Reading text >>

--

I love my aconites and always suggest that any gardener plant some. Brighten those winter blues with yellow flowers!



How do I know what zone I live in?

Plant zones are also called Hardiness zones. Basically it’s the temperature at while a plant will survive the cold. Decades of observation and experimentation have shown what temperatures each plant will live, thrive or die in. The United States Department of Agriculture (USDA) first developed this method but it has since been adopted by many other countries.
What they did was divide the country up into bands of average temperatures so for example zone 7 would be from 0°F (17.8°C) to 10°F (12.2°C). These are the average low temperatures for that area. Of course then it got more complicated and they decided to have 7a and 7b which breaks the zone down a little more finely.
Every plant grows within a certain temperature range is assigned to a the lowest zone in which it will survive. That does not mean that it will flourish wonderfully there but it will survive. When you look at buying a plant most growers and seed companies will list what zone the plant is hardy to. Using this information along with which zone your home is located in you can determine if a specific plant will grow in your area.

The USDA has an excellent website with country wide maps and state maps. You can even put in your zip code and it will tell you what zone you are in.
The climate zones were updated in 2012 to take into account the warmer temperatures that the world has been experiencing in the last two decades. So if you thought you knew what your zone was it’s a good idea to check it again as it might have changed now. Our zone went from 6a to 6b and then on the latest update to 7a with the ever changing maps its looks as if we are creeping closer to 7b!

Other countries have also adopted the USDA idea and have produced zone maps for their own countries. If you search for hardiness zone and your country you should be able to find it.

Higher Or Lower Zone Which Is It?
This can be very confusing. Higher zones refers to a higher number so its hotter. Zone 10 is higher than zone 6. It does not refer to the location on the map so although Maine is ‘higher’ up in the United States it has a low zone number.

Cold Is Not The Only Thing That Determines Plant Growth .
More recently it has been recognized that cold hardiness is not the only factor that should be taken into account when growing plants. Some plant can’t tolerate heat. Examples would be Maral root which is a Siberian native and wont grow in warm climates. Rowan trees are another example they cant tolerate high heat. I have seen magnificent rowan trees in Nova Scotia and Maine but I cant grow them here its too hot.

To that end the American Horticultural Society have created a heat zone map and thousands of plants have been coded to it. Unfortunately since this was created by a non-government body the map is only located on their site and its quite small. If you want more detailed information they ask you to purchase one of their maps. The small map they show is fairly valuable at determining your zone and their site does explain its use in detail. The only drawback is that most nurseries do not code their plant labels to use the heat zone map so you need to look the plant up on the AHS site or a few other sites that do reference this map.

Other Factors.
Zones are not everything. There are many other factors for growing plants. You may live in a very sunny area with a south facing wall that is sheltered from the wind so while you may be in zone 6 you can grow plant there that are listed to zone 7b. Its also possible to create sheltered pockets and grow warmer plants

Plants covered by snow in our field
Plants covered by snow are insulated from the cold air temperatures above. Less borderline plants will die if covered with snow all winter.
Snow cover is also a factor. Snow is a great insulator. If plants are covered in a thick blanket of snow from early winter until the spring they will often survive in lower zones than it is listed for because it was kept warm by the snow all winter. In areas where the snow falls then melts then falls again the plants are subjected to a far more extremes of temperature and need to be much more hardy than in areas where snow persists all winter long. We certainly tend to loose more plants in winters that are very cold when the snow falls and melts than when we have a blanket of snow all winter long.

--

Data shown >>
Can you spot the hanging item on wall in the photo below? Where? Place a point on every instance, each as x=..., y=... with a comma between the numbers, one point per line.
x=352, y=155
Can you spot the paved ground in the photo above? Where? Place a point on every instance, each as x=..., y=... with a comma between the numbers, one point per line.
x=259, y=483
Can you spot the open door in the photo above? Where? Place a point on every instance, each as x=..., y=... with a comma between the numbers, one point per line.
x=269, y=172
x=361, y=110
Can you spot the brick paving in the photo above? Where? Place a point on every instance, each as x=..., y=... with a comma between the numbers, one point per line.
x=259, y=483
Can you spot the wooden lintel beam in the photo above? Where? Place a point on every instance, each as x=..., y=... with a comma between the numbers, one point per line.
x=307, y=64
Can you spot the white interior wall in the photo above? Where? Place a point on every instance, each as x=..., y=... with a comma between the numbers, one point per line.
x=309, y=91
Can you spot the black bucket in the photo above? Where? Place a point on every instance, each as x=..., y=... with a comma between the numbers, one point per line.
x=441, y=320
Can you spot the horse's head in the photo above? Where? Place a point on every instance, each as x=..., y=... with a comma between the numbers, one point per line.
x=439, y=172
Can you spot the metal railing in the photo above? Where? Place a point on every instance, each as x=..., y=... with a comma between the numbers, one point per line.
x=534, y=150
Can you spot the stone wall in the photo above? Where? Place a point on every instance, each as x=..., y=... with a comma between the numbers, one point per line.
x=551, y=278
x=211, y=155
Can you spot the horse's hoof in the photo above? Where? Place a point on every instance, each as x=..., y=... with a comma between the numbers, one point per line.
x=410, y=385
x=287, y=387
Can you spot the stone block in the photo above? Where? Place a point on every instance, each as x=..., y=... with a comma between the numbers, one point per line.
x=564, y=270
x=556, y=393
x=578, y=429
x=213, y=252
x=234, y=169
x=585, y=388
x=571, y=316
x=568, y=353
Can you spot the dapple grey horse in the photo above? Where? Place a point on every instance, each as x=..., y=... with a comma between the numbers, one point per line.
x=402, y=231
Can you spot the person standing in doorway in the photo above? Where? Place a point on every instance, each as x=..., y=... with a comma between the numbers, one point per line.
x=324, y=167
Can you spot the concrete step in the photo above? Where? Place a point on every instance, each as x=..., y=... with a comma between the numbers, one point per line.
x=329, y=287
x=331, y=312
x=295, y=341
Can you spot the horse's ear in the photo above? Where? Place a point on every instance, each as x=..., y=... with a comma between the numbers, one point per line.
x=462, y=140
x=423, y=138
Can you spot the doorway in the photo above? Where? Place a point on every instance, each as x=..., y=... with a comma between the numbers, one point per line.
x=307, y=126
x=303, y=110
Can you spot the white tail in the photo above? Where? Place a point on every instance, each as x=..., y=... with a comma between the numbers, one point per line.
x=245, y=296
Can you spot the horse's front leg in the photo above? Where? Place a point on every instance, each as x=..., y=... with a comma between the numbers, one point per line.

--

Task set >>
1. Rescale the coordinates in the listing by 1.05, rounding to whole numbers with halves going up, and write out those lines again with the requests left as they are. Begin at the line that has "Can you spot the brick" and stop after the line that has "x=534, y=150", giving only those lines.
2. Carry the piece on plant hardiness zones further, picking up after its last sentence.
The gardening piece and the listing have nothing to do with each other.

Outputs >>
1.
Can you spot the brick paving in the photo above? Where? Place a point on every instance, each as x=..., y=... with a comma between the numbers, one point per line.
x=272, y=507
Can you spot the wooden lintel beam in the photo above? Where? Place a point on every instance, each as x=..., y=... with a comma between the numbers, one point per line.
x=322, y=67
Can you spot the white interior wall in the photo above? Where? Place a point on every instance, each as x=..., y=... with a comma between the numbers, one point per line.
x=324, y=96
Can you spot the black bucket in the photo above? Where? Place a point on every instance, each as x=..., y=... with a comma between the numbers, one point per line.
x=463, y=336
Can you spot the horse's head in the photo above? Where? Place a point on every instance, each as x=..., y=... with a comma between the numbers, one point per line.
x=461, y=181
Can you spot the metal railing in the photo above? Where? Place a point on every instance, each as x=..., y=... with a comma between the numbers, one point per line.
x=561, y=158

2.
For the most part perennial plants are always listed with a hardiness zone on the label. Annuals are not since they are expected to die at the end of the season anyway. However many plants that are treated as annuals are not really. A good example is Impatiens which are grown in a large portions of the country since they can tolerate some shade. These plants are treated as annuals and left to die at the end of winter, however they are in fact perennials but they don’t tolerate low temperatures. Brought into the house they will live happily as perennial house plants.

Always check the label for the plants zone.
All the perennials that we sell at Floral encounters have a zone listing with them. Make sure to check the zone listing on any plants that you purchase at your local garden center. Just because they are selling it there and its outside in the summer months does not mean that it will survive the winter months there. Its quite common for garden centers to sell plants that will not survive the winter but neglect to tell the buyer this when they purchase the plant. Always check the label, if it does not say on the label, but cautious it often means it won’t survive winter in your zone.

Feeding wild birds in the winter months.

It gives them much needed food and it gives us entertainment.

Cold winter days are not popular with many people. Yes there are those who claim they love the cold weather, I personally think they are nuts but heck it takes all sorts.
The snow descends, just like here today, it covers the local world in a blanket of white. Normal things suddenly become beautiful there is a tranquility about it. I can be magical, if of course you don’t have to go out to work in it or clean it up. Just looking at it through the window is a pretty wonderful thing to do.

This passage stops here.